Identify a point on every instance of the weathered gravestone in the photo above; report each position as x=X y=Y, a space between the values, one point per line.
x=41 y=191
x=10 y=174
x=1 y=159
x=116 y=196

________________________

- Directions
Reproduce every line of the entries above, requests included, and shift each x and y coordinate in the answers by adding 121 to it.

- Complete response
Identify a point on every instance of the weathered gravestone in the photo above; report each position as x=X y=Y, a space between the values, one point per line.
x=162 y=312
x=131 y=295
x=122 y=280
x=237 y=317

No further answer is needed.